### Required task
Please convert the data below into a JSON list of strings, one string per line, covering everything from the line containing "the far shore" down to the end of the data and leaving out blank lines.

+===+

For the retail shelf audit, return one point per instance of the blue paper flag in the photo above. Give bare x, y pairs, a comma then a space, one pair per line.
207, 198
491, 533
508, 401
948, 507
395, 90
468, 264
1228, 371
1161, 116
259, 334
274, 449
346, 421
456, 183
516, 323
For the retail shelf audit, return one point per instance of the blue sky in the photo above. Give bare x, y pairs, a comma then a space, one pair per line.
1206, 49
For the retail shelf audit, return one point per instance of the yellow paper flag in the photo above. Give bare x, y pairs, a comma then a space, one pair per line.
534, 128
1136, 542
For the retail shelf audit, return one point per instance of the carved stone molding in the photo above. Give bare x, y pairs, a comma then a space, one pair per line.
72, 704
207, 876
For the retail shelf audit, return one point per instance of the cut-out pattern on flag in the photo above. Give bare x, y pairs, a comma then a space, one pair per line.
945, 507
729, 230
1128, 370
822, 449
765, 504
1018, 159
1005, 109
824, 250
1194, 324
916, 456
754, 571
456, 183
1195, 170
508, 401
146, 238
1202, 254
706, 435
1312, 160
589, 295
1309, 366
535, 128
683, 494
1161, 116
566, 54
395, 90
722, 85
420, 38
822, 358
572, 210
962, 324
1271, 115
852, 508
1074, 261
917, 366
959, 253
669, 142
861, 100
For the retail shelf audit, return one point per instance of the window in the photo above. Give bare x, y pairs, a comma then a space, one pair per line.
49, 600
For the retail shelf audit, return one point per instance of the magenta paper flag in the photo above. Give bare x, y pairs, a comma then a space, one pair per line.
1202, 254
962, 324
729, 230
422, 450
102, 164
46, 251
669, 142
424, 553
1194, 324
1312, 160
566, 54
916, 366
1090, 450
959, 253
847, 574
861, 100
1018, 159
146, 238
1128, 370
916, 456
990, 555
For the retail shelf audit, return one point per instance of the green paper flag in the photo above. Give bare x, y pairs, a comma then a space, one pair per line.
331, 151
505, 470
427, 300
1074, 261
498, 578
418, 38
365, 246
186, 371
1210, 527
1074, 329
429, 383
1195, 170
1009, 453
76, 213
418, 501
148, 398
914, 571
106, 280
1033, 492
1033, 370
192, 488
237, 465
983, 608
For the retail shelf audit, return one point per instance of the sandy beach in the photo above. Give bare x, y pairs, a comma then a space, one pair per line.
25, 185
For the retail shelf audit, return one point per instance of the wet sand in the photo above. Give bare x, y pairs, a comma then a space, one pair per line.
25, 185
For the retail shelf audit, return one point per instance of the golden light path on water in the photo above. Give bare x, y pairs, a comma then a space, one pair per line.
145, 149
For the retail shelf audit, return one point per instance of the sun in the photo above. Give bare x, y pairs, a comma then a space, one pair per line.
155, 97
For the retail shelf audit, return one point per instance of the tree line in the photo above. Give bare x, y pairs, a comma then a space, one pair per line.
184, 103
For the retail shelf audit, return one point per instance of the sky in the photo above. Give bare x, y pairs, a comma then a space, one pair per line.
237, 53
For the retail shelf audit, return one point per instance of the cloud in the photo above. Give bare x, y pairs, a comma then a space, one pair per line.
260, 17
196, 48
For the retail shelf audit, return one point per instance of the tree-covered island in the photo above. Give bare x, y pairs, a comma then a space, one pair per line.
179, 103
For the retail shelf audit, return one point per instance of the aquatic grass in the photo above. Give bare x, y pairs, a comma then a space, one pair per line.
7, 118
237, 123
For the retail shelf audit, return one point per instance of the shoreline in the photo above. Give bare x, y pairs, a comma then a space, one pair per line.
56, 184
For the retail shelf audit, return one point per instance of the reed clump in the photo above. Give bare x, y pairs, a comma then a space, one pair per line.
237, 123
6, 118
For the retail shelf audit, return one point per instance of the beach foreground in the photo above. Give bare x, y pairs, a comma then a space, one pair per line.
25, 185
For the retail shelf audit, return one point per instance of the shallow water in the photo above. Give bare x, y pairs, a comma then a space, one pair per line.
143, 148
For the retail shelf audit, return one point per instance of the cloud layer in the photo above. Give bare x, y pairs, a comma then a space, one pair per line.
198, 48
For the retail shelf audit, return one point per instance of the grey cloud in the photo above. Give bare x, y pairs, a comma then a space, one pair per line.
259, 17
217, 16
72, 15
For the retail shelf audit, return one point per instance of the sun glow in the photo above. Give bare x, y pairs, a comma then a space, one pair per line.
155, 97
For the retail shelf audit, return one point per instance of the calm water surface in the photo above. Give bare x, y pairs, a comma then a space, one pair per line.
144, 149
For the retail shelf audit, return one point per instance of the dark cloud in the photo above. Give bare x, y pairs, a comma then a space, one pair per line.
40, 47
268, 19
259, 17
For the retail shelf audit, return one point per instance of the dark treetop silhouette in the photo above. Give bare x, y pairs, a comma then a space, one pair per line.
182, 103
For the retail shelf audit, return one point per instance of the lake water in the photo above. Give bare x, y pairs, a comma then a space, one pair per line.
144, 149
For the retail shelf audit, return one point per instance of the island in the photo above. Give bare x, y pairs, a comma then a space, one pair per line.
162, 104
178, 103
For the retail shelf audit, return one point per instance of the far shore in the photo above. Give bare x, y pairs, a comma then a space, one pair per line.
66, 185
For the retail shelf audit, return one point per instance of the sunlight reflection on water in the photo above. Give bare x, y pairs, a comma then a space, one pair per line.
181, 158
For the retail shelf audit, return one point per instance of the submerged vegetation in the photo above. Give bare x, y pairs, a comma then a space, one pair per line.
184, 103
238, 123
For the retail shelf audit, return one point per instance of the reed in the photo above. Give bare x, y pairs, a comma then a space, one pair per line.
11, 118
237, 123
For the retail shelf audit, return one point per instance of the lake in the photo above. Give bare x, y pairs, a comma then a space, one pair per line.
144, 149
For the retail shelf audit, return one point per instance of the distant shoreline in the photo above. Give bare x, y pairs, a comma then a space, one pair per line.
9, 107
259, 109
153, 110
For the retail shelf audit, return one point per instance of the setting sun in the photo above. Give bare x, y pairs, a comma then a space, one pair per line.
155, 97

+===+

### Task output
[
  "For the retail shelf audit, return one point per instance of the far shore in the photo above. Give bare x, y pairs, a comma then a space, one pair per line.",
  "66, 185",
  "For the retail shelf audit, return one point per instance of the sunlight reflection on water in the photo above. Give bare x, y pairs, a comma then a space, one pair per line.",
  "181, 158",
  "For the retail shelf audit, return one point per instance of the submerged vegetation in the photo above. Give bare x, y pairs, a comma then a space, one pair per line.",
  "184, 103",
  "238, 123",
  "For the retail shelf audit, return one point per instance of the reed in the photo above. Give bare x, y pairs, a comma then a space, one pair per line.",
  "11, 118",
  "237, 123",
  "For the retail shelf audit, return one point per instance of the lake in the photo above. Give bare x, y pairs, a comma then a space, one pair per line.",
  "144, 149",
  "For the retail shelf audit, return one point per instance of the distant shoreline in the photo above. Give bare x, y pairs, a comma then a space, one pair per line.",
  "9, 107",
  "259, 109",
  "153, 110",
  "For the retail shelf audit, return one point per instance of the setting sun in the photo above. Give bare x, y pairs, a comma then a space, one pair per line.",
  "155, 97"
]